## Dataset extract
-------------------------

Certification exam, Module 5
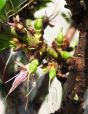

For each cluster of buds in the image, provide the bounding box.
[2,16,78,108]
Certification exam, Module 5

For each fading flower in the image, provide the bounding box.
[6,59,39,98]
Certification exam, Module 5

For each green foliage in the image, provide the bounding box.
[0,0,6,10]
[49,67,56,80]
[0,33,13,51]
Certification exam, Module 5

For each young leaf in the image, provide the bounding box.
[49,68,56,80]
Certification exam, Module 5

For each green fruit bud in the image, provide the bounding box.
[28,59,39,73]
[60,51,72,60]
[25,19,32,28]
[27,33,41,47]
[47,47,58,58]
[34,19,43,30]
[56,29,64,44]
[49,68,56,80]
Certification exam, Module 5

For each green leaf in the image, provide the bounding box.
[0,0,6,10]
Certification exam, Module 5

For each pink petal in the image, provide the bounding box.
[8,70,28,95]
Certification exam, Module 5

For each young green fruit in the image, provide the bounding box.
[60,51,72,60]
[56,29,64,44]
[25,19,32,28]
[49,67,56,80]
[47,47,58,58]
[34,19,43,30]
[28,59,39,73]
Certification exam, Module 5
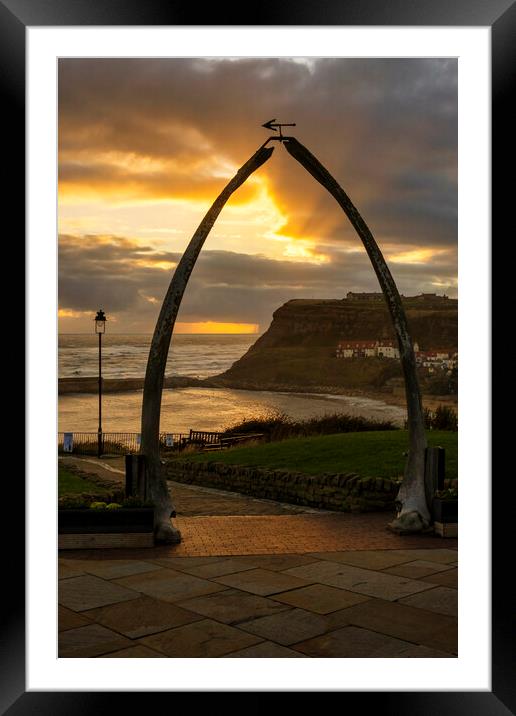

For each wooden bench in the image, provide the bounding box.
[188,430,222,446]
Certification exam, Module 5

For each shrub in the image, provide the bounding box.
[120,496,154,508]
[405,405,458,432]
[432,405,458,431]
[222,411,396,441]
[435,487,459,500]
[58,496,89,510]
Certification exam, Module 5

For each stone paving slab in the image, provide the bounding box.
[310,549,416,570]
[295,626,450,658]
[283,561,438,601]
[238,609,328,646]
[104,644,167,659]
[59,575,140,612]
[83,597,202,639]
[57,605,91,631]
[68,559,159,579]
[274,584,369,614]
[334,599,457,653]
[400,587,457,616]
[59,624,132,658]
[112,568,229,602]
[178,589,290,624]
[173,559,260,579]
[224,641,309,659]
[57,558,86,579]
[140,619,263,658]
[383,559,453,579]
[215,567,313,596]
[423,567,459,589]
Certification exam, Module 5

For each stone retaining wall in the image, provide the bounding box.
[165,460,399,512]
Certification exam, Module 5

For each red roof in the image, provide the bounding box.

-------------------------

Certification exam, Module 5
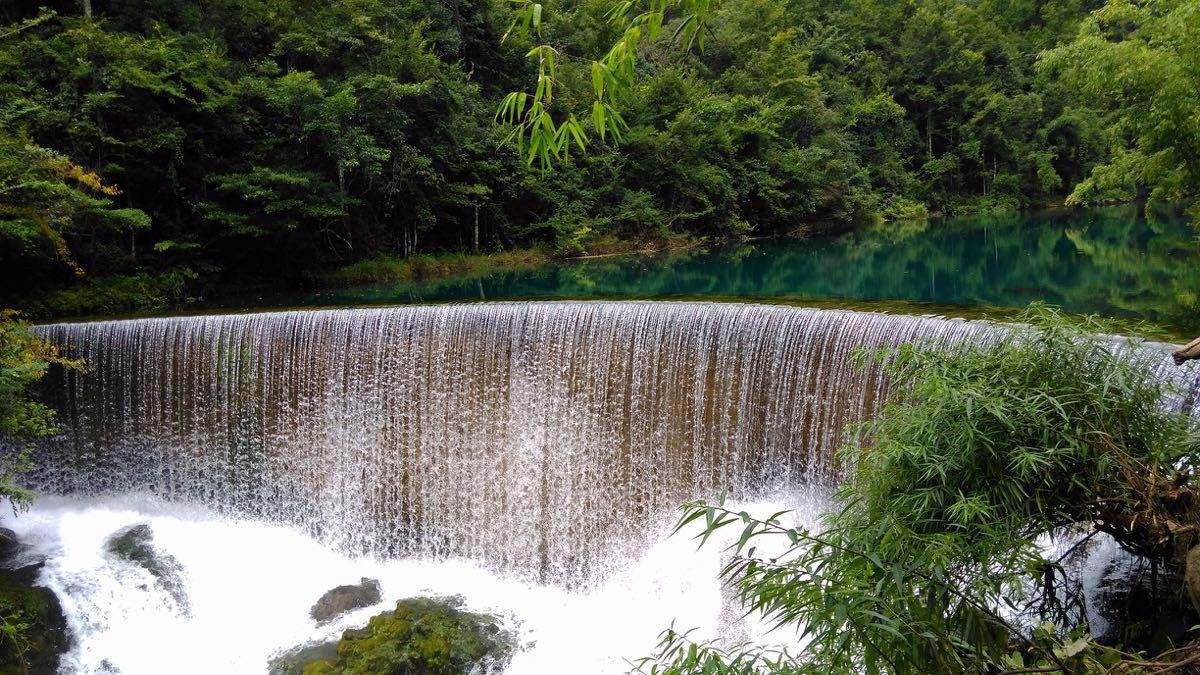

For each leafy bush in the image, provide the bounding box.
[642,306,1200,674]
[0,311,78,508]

-------------------------

Please count the lines in the records above that contain the word "green", and reply with that number alone.

4